■ **Given records**:
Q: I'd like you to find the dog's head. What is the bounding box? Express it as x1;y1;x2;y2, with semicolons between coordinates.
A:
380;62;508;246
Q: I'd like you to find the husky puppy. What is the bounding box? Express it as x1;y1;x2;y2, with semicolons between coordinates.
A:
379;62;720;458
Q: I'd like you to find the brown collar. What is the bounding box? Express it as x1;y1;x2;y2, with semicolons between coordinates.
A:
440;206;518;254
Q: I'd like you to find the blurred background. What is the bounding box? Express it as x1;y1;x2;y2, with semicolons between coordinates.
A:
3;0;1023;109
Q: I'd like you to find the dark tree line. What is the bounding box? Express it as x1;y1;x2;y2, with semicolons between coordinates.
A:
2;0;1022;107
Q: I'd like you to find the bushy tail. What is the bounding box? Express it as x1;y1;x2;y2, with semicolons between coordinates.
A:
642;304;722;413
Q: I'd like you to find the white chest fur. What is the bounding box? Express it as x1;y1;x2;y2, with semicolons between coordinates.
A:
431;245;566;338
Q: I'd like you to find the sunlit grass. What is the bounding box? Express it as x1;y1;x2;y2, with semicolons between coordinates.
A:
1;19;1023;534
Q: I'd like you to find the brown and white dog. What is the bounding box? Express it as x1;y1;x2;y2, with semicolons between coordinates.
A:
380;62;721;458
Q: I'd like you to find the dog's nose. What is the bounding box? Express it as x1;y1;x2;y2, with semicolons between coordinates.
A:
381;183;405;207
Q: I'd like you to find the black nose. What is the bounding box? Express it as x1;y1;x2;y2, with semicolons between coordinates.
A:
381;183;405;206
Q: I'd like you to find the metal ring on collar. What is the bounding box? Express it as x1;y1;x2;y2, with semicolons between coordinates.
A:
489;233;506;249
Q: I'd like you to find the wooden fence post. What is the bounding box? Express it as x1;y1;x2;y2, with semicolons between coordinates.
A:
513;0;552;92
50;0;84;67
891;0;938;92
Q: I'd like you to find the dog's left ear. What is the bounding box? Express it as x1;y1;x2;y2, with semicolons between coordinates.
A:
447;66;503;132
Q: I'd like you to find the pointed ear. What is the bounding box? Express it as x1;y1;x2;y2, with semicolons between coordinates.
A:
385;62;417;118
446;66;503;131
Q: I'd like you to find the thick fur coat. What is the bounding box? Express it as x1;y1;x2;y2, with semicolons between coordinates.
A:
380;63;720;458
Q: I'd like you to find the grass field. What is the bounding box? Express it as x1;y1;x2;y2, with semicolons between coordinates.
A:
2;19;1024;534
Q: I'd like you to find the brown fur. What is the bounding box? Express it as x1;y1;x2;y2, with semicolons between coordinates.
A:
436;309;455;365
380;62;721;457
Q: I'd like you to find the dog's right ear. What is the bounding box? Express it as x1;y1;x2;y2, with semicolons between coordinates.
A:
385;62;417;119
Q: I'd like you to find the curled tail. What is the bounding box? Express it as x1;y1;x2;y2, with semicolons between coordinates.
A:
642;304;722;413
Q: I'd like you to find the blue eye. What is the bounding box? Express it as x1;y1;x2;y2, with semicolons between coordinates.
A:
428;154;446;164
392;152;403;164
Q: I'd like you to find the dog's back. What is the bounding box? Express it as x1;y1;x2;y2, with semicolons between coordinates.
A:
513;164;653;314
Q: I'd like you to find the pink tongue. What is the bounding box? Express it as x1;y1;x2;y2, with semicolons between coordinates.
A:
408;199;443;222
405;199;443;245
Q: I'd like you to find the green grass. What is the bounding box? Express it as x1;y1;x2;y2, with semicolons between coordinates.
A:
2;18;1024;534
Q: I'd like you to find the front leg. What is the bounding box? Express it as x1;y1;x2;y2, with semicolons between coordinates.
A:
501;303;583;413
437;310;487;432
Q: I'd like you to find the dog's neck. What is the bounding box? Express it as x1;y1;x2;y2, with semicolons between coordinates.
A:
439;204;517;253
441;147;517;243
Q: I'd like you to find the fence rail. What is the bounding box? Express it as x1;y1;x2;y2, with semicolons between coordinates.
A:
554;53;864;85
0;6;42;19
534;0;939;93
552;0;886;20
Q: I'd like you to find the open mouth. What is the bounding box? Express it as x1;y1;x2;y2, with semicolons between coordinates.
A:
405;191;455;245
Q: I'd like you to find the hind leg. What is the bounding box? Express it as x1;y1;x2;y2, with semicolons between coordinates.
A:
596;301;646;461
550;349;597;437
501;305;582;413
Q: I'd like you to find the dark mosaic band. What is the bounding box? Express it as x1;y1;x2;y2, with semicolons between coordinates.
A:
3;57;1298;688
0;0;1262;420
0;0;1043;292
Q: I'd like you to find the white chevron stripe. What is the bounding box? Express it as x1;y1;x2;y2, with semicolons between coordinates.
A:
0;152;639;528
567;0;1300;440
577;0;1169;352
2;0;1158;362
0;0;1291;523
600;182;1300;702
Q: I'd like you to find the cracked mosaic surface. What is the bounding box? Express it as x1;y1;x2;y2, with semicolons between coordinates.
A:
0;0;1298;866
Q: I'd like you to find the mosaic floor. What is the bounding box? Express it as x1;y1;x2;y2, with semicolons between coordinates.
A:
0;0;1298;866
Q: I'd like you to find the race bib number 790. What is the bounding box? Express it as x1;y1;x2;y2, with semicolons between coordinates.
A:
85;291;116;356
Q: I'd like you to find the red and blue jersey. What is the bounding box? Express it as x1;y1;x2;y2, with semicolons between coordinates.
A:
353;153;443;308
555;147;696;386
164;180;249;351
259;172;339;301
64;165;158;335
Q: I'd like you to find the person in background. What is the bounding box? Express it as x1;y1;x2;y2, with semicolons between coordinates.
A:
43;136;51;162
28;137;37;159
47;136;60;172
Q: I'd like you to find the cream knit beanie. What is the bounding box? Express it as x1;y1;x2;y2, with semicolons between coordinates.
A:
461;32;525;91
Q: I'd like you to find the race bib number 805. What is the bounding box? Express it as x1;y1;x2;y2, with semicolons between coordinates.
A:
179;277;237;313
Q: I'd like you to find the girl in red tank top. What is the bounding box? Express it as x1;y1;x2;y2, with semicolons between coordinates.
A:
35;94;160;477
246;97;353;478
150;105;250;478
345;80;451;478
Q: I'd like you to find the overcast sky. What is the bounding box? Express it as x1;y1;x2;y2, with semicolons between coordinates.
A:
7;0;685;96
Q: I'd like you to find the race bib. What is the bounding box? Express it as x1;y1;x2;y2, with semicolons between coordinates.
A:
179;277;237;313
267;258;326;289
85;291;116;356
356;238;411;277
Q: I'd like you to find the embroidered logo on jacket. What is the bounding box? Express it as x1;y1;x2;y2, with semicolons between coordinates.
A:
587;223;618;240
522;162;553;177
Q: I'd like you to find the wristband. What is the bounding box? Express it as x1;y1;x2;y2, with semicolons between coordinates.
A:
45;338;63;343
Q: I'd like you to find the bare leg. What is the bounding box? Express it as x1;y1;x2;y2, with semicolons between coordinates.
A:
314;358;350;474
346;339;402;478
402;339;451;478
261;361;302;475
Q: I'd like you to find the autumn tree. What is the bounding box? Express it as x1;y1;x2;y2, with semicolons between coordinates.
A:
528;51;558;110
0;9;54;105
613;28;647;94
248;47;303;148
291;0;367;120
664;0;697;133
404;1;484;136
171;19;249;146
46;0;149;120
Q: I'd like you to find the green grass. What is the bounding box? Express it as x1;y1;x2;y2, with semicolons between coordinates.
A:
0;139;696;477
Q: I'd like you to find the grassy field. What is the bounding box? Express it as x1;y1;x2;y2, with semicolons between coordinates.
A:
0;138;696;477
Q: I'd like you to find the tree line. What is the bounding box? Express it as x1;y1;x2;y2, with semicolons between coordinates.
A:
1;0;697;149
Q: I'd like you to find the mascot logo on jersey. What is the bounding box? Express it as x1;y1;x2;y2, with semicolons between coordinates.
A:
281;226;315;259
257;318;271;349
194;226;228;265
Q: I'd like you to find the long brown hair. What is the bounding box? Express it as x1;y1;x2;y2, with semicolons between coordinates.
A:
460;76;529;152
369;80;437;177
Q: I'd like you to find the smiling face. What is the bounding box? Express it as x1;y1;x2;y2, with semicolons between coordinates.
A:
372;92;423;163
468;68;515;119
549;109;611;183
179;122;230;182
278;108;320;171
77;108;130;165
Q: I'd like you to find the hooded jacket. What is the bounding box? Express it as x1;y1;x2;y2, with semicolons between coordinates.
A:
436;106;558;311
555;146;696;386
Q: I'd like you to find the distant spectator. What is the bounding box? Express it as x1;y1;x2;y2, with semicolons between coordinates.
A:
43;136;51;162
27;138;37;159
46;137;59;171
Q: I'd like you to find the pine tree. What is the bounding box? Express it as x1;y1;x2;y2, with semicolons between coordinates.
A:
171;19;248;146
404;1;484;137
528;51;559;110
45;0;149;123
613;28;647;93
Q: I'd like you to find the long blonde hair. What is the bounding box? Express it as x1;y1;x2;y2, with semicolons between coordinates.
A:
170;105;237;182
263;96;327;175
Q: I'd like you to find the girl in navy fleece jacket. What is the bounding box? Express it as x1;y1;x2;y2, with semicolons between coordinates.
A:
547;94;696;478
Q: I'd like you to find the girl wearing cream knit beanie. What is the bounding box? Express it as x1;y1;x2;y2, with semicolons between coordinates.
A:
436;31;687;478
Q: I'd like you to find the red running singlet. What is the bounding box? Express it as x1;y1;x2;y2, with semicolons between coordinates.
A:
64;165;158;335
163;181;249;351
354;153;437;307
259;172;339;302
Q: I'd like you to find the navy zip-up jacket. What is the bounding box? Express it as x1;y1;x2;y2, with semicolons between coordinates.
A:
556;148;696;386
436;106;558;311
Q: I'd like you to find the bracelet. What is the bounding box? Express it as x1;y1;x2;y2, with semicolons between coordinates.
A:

■ **Required work**:
What do the lines of the material read, from the first through the line with "Q: I'd like you to find the metal"? Transcribe them exactly and stop there.

■ **Answer for the task**:
Q: I'd like you to find the dog's head. What is the bounding box? Express it as x1;y1;x2;y2, with semicolons between coordinates.
A:
380;62;508;246
Q: I'd like you to find the husky puppy. What is the bounding box? Express it as x1;y1;x2;y2, with semicolons between coordinates.
A:
379;62;720;458
Q: I'd like you to find the brown collar. What is the bounding box? Express it as x1;y1;x2;y2, with semicolons between coordinates.
A:
440;206;518;254
Q: I'd like you to find the blurred background. What is the bounding box? Express it as x1;y1;x2;y2, with semicolons between coordinates.
A:
3;0;1023;109
Q: I'd like you to find the dark tree line. What is the bounding box? Express it as x1;y1;x2;y2, with semicolons between coordinates.
A:
2;0;1022;107
Q: I'd like you to find the bushy tail. What is the bounding box? Express it as x1;y1;x2;y2, with semicolons between coordinates.
A:
642;304;722;413
Q: I'd like you to find the white chest fur. What is the bounding box? Express it as x1;y1;x2;y2, with semicolons between coordinates.
A:
431;245;566;338
Q: I'd like you to find the sunlit grass. What is the bounding box? Express it as x1;y1;x2;y2, with semicolons between coordinates.
A:
1;19;1023;534
Q: I'd like you to find the brown and white dog. What is the bounding box? Express it as x1;y1;x2;y2, with semicolons between coordinates.
A:
380;62;721;458
Q: I'd like you to find the dog's nose. What is the bounding box? Express it as x1;y1;x2;y2, with semicolons between coordinates.
A:
381;183;405;207
Q: I'd like you to find the black nose. What is the bounding box? Express it as x1;y1;x2;y2, with semicolons between coordinates.
A:
381;183;405;206
Q: I'd like you to find the metal ring on collar. What is the bounding box? Express it as x1;y1;x2;y2, with semicolons between coordinates.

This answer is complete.